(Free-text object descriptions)
****

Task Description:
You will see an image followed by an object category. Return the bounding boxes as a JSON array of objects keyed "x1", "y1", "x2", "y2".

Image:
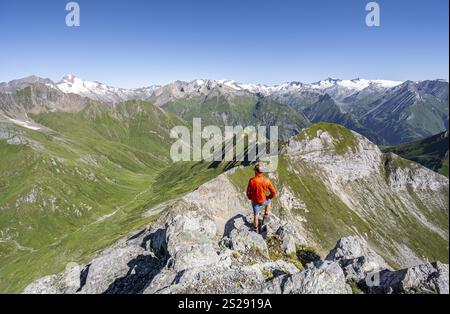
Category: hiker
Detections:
[{"x1": 246, "y1": 163, "x2": 277, "y2": 233}]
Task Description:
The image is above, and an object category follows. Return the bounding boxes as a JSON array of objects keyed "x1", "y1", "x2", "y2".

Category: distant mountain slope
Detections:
[
  {"x1": 382, "y1": 131, "x2": 449, "y2": 177},
  {"x1": 268, "y1": 78, "x2": 449, "y2": 146},
  {"x1": 302, "y1": 94, "x2": 382, "y2": 143},
  {"x1": 151, "y1": 80, "x2": 311, "y2": 140},
  {"x1": 356, "y1": 80, "x2": 449, "y2": 144}
]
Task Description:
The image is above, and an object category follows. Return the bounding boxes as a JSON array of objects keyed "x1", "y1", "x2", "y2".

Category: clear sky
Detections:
[{"x1": 0, "y1": 0, "x2": 448, "y2": 88}]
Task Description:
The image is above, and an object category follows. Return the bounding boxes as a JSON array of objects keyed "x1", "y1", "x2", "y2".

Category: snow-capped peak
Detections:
[
  {"x1": 210, "y1": 78, "x2": 404, "y2": 96},
  {"x1": 56, "y1": 74, "x2": 156, "y2": 103},
  {"x1": 308, "y1": 78, "x2": 403, "y2": 91},
  {"x1": 61, "y1": 74, "x2": 76, "y2": 83}
]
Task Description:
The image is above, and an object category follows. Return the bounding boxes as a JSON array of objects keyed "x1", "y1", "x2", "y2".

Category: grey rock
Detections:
[
  {"x1": 435, "y1": 262, "x2": 449, "y2": 294},
  {"x1": 326, "y1": 236, "x2": 389, "y2": 281},
  {"x1": 59, "y1": 264, "x2": 83, "y2": 294},
  {"x1": 164, "y1": 209, "x2": 220, "y2": 272},
  {"x1": 153, "y1": 265, "x2": 264, "y2": 294},
  {"x1": 23, "y1": 264, "x2": 83, "y2": 294},
  {"x1": 227, "y1": 217, "x2": 268, "y2": 257},
  {"x1": 79, "y1": 244, "x2": 148, "y2": 294},
  {"x1": 368, "y1": 262, "x2": 449, "y2": 294},
  {"x1": 262, "y1": 261, "x2": 351, "y2": 294},
  {"x1": 276, "y1": 226, "x2": 297, "y2": 255},
  {"x1": 23, "y1": 275, "x2": 60, "y2": 294},
  {"x1": 170, "y1": 243, "x2": 220, "y2": 272},
  {"x1": 7, "y1": 135, "x2": 28, "y2": 145}
]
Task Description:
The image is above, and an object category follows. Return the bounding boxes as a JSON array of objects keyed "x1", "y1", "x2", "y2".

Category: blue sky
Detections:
[{"x1": 0, "y1": 0, "x2": 448, "y2": 88}]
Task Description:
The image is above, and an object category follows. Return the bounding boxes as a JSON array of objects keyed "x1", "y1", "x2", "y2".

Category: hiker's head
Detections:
[{"x1": 254, "y1": 163, "x2": 263, "y2": 174}]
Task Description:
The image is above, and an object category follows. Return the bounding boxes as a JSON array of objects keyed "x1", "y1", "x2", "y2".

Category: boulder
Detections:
[
  {"x1": 79, "y1": 244, "x2": 150, "y2": 294},
  {"x1": 326, "y1": 236, "x2": 389, "y2": 281},
  {"x1": 367, "y1": 262, "x2": 449, "y2": 294},
  {"x1": 23, "y1": 275, "x2": 60, "y2": 294},
  {"x1": 262, "y1": 261, "x2": 351, "y2": 294},
  {"x1": 276, "y1": 226, "x2": 297, "y2": 255},
  {"x1": 227, "y1": 217, "x2": 268, "y2": 257},
  {"x1": 164, "y1": 210, "x2": 220, "y2": 271}
]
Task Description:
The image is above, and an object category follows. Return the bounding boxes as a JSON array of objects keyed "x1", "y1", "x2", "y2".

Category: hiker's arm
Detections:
[
  {"x1": 246, "y1": 180, "x2": 252, "y2": 200},
  {"x1": 267, "y1": 180, "x2": 277, "y2": 199}
]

****

A faithful copy is needed: reproduce all of the data above, leaving the pictures out.

RESPONSE AREA.
Task Description:
You will see an image followed by an object category. Return the bounding boxes as a JSON array of objects keyed "x1", "y1", "x2", "y2".

Image:
Category: hiker
Detections:
[{"x1": 246, "y1": 163, "x2": 277, "y2": 233}]
Task Description:
The image is above, and an object category follows. Return the bounding boxes as a JSON array of objects keyed "x1", "y1", "x2", "y2".

Category: distant mountain slope
Detections:
[
  {"x1": 382, "y1": 131, "x2": 449, "y2": 177},
  {"x1": 268, "y1": 78, "x2": 449, "y2": 146},
  {"x1": 302, "y1": 94, "x2": 382, "y2": 143},
  {"x1": 151, "y1": 80, "x2": 311, "y2": 140},
  {"x1": 356, "y1": 80, "x2": 449, "y2": 144}
]
Task Description:
The image is above, and an object category follows. Return the bounding boxes as a JSON array of objects keyed "x1", "y1", "x2", "y2".

Category: clear sky
Detections:
[{"x1": 0, "y1": 0, "x2": 448, "y2": 88}]
Task Description:
The image is above, and an object category follows. Return the bounding boxes as a JSON array of objects keyed "x1", "y1", "x2", "y2".

Category: snow-capped peak
Detections:
[
  {"x1": 210, "y1": 78, "x2": 404, "y2": 96},
  {"x1": 56, "y1": 74, "x2": 156, "y2": 103},
  {"x1": 308, "y1": 78, "x2": 403, "y2": 91},
  {"x1": 61, "y1": 74, "x2": 76, "y2": 83}
]
Task Description:
The image is above, and an object category follows. Return the bounding boxes as a JSON array of objects keyed "x1", "y1", "x2", "y2".

Category: grey rock
Detections:
[
  {"x1": 435, "y1": 262, "x2": 449, "y2": 294},
  {"x1": 326, "y1": 236, "x2": 389, "y2": 281},
  {"x1": 59, "y1": 264, "x2": 83, "y2": 294},
  {"x1": 164, "y1": 209, "x2": 220, "y2": 272},
  {"x1": 153, "y1": 265, "x2": 264, "y2": 294},
  {"x1": 23, "y1": 264, "x2": 83, "y2": 294},
  {"x1": 227, "y1": 217, "x2": 268, "y2": 257},
  {"x1": 79, "y1": 244, "x2": 148, "y2": 294},
  {"x1": 368, "y1": 262, "x2": 449, "y2": 294},
  {"x1": 262, "y1": 261, "x2": 351, "y2": 294},
  {"x1": 276, "y1": 226, "x2": 297, "y2": 255},
  {"x1": 23, "y1": 275, "x2": 60, "y2": 294},
  {"x1": 170, "y1": 243, "x2": 220, "y2": 272},
  {"x1": 7, "y1": 135, "x2": 28, "y2": 145}
]
Task Description:
The image is above, and an object category follows. Return the bounding boxes as a JSON array of objects keyed "x1", "y1", "x2", "y2".

Category: blue sky
Detections:
[{"x1": 0, "y1": 0, "x2": 448, "y2": 88}]
Task Description:
The image is above, and an object category follows. Return the bounding boxes as a JSON array of objects keyed "x1", "y1", "x2", "y2".

Category: hiker's head
Detections:
[{"x1": 254, "y1": 163, "x2": 263, "y2": 174}]
Task Description:
The image is above, and an object category follows. Return the bounding boxes as a JSON array of objects keyed "x1", "y1", "x2", "y2".

Category: boulder
Detections:
[
  {"x1": 79, "y1": 244, "x2": 150, "y2": 294},
  {"x1": 326, "y1": 236, "x2": 389, "y2": 281},
  {"x1": 367, "y1": 262, "x2": 449, "y2": 294},
  {"x1": 23, "y1": 275, "x2": 60, "y2": 294},
  {"x1": 262, "y1": 261, "x2": 351, "y2": 294},
  {"x1": 276, "y1": 226, "x2": 297, "y2": 255},
  {"x1": 227, "y1": 217, "x2": 268, "y2": 257},
  {"x1": 164, "y1": 210, "x2": 220, "y2": 271}
]
Task Description:
The image is above, and an object category follows. Return the bounding boxes as a JSON array of objects keyed "x1", "y1", "x2", "y2".

Category: hiker's arm
Detections:
[
  {"x1": 246, "y1": 180, "x2": 252, "y2": 200},
  {"x1": 267, "y1": 180, "x2": 277, "y2": 199}
]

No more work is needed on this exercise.